▸ **INPUT FOR THIS TASK**
+-------+

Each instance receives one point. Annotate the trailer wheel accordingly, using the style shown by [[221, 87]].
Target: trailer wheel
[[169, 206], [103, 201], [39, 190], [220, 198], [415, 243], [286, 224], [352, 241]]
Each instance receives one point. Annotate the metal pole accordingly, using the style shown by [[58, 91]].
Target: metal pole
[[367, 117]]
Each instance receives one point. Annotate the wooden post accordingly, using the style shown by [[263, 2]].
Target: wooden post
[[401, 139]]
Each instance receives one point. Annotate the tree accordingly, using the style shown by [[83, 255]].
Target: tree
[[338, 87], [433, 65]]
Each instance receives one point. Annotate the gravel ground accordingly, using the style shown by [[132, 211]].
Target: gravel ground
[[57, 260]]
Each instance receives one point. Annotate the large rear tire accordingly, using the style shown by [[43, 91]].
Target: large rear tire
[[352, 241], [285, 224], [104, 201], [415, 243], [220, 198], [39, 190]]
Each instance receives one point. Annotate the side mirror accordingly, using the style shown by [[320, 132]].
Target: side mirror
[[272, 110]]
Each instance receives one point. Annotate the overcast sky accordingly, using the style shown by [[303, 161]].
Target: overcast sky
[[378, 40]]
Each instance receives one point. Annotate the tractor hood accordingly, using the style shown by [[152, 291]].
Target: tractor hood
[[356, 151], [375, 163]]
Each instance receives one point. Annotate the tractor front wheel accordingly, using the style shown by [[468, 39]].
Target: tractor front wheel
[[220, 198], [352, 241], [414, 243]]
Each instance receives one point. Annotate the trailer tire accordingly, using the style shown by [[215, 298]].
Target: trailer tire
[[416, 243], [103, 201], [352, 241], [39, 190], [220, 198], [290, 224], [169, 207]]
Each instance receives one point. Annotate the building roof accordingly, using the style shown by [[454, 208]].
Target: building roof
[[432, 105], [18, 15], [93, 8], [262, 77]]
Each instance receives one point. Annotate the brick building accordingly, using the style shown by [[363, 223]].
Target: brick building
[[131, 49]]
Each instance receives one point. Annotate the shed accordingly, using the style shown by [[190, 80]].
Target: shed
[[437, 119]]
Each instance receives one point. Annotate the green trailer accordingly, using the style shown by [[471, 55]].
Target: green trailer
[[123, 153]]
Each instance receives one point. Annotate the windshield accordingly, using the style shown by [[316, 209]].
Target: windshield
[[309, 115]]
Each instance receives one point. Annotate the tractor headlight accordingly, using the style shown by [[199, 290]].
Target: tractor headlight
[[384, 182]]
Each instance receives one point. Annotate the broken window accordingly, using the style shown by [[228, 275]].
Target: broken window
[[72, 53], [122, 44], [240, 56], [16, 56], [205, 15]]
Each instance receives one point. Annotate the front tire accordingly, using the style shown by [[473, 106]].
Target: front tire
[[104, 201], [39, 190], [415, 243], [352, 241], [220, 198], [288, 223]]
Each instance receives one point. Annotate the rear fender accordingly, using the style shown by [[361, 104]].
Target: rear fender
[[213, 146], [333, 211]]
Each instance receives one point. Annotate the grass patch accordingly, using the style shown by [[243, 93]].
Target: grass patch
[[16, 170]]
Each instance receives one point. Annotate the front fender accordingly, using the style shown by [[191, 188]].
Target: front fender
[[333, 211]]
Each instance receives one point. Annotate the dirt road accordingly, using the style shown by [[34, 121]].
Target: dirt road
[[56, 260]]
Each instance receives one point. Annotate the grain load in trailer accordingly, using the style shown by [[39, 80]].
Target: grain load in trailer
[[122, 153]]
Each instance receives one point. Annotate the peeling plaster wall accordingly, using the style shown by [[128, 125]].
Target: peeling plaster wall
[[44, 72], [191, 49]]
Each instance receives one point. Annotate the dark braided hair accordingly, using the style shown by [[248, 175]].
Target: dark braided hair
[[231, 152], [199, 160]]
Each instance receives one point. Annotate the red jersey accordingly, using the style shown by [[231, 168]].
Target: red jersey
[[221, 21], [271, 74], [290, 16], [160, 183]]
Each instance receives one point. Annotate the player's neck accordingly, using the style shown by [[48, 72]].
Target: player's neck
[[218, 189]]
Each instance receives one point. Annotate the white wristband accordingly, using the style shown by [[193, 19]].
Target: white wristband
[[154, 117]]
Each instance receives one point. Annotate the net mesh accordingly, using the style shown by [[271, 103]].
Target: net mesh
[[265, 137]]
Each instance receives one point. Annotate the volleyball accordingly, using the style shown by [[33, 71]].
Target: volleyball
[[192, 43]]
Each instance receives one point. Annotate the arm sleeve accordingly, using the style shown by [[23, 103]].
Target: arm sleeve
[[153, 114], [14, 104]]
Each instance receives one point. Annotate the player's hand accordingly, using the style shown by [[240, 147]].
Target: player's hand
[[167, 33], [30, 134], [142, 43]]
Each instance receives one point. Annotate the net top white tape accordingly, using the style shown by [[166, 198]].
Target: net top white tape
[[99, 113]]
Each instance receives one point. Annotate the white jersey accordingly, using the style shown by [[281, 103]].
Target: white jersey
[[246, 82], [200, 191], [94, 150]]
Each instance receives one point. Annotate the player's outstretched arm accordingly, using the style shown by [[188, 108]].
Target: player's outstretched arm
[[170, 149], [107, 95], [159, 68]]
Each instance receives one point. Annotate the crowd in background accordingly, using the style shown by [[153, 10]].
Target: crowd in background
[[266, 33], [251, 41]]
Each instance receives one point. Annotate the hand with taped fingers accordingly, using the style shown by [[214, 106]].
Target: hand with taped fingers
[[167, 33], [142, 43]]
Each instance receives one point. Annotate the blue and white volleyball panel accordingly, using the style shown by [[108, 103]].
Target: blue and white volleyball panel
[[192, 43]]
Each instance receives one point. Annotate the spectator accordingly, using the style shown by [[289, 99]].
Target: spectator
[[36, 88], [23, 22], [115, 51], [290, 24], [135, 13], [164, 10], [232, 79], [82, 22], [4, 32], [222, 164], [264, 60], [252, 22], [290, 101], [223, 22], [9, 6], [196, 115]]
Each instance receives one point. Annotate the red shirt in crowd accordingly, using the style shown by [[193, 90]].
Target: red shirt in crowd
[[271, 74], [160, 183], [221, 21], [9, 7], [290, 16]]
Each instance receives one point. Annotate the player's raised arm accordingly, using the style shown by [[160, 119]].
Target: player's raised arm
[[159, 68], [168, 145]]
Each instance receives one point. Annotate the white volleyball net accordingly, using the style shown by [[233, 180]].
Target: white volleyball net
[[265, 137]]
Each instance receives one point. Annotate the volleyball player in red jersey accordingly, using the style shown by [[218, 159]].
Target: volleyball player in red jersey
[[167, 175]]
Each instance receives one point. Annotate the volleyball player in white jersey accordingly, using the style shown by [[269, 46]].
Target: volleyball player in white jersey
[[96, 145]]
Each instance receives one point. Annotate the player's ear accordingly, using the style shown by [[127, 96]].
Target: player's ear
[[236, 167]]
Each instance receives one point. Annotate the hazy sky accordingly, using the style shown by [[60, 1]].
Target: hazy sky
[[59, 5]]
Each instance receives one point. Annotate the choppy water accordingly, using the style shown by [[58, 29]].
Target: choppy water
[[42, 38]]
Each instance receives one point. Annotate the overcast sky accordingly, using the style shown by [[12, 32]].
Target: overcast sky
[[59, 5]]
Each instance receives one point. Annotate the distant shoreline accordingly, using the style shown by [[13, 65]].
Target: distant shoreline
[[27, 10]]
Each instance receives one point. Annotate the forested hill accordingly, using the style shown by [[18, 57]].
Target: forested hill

+-------+

▸ **TASK STATEMENT**
Lines with the word "forested": copy each one from the data above.

▸ **RESPONSE TO THE TASK**
Each instance receives one point. Annotate the forested hill accordingly, using the style shown by [[18, 57]].
Target: forested hill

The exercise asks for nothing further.